** OBJECTIVE 1 **
Write out the passage about Stradling's art education, beginning at the words "The artist studied" and stopping after "Reading in 1987-1989.".

The artist studied at the Watford School of Art & Design in 1981-1982 and then at St. Martin’s School of Art in London from 1982-1985, obtaining a 1st class honors degree in fine art with a focus on painting. Even though he had not fully acknowledged his homosexuality, Stradling disliked the rigid atmosphere at St. Martin’s, as all of the instructors were heterosexual and were entrenched in the house style of abstract expressionism. Stradling rebelled preferring classical or Renaissance art. Following a two-year absence from school, Stradling obtained a master of fine art degree from the University of Reading in 1987-1989.

** THE INPUT **
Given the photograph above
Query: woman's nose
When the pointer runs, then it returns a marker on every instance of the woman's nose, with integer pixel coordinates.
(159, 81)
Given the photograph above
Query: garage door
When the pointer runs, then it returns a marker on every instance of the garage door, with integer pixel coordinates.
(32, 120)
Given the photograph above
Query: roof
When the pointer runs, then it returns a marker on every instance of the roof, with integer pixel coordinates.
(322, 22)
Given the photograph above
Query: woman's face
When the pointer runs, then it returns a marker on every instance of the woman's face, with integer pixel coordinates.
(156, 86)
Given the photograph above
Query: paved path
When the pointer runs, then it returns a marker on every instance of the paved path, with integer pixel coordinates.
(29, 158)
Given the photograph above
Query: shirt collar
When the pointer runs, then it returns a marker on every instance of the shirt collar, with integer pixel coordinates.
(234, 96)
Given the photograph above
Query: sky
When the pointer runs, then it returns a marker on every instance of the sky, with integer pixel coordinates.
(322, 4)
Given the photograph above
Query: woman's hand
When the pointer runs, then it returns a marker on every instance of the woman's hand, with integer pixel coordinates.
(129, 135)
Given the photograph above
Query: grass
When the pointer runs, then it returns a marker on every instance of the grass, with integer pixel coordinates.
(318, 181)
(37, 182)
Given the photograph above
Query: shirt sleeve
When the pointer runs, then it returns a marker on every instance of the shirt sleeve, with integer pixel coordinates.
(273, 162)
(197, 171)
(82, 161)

** OBJECTIVE 2 **
Rewrite every one of the records above, changing "pointer" to "locator" and keeping everything else the same.

** CORRECT RESULT 1 **
The artist studied at the Watford School of Art & Design in 1981-1982 and then at St. Martin’s School of Art in London from 1982-1985, obtaining a 1st class honors degree in fine art with a focus on painting. Even though he had not fully acknowledged his homosexuality, Stradling disliked the rigid atmosphere at St. Martin’s, as all of the instructors were heterosexual and were entrenched in the house style of abstract expressionism. Stradling rebelled preferring classical or Renaissance art. Following a two-year absence from school, Stradling obtained a master of fine art degree from the University of Reading in 1987-1989.

** CORRECT RESULT 2 **
Given the photograph above
Query: woman's nose
When the locator runs, then it returns a marker on every instance of the woman's nose, with integer pixel coordinates.
(159, 81)
Given the photograph above
Query: garage door
When the locator runs, then it returns a marker on every instance of the garage door, with integer pixel coordinates.
(32, 120)
Given the photograph above
Query: roof
When the locator runs, then it returns a marker on every instance of the roof, with integer pixel coordinates.
(322, 22)
Given the photograph above
Query: woman's face
When the locator runs, then it returns a marker on every instance of the woman's face, with integer pixel coordinates.
(156, 86)
Given the photograph above
Query: paved path
When the locator runs, then it returns a marker on every instance of the paved path, with integer pixel coordinates.
(29, 158)
Given the photograph above
Query: shirt collar
When the locator runs, then it returns a marker on every instance of the shirt collar, with integer pixel coordinates.
(234, 96)
Given the photograph above
Query: sky
When the locator runs, then it returns a marker on every instance of the sky, with integer pixel coordinates.
(322, 4)
Given the photograph above
Query: woman's hand
When the locator runs, then it returns a marker on every instance of the woman's hand, with integer pixel coordinates.
(129, 135)
Given the photograph above
Query: grass
When the locator runs, then it returns a marker on every instance of the grass, with integer pixel coordinates.
(318, 181)
(37, 182)
Given the photograph above
Query: shirt sleeve
When the locator runs, then it returns a marker on every instance of the shirt sleeve, with integer pixel coordinates.
(273, 162)
(197, 171)
(82, 161)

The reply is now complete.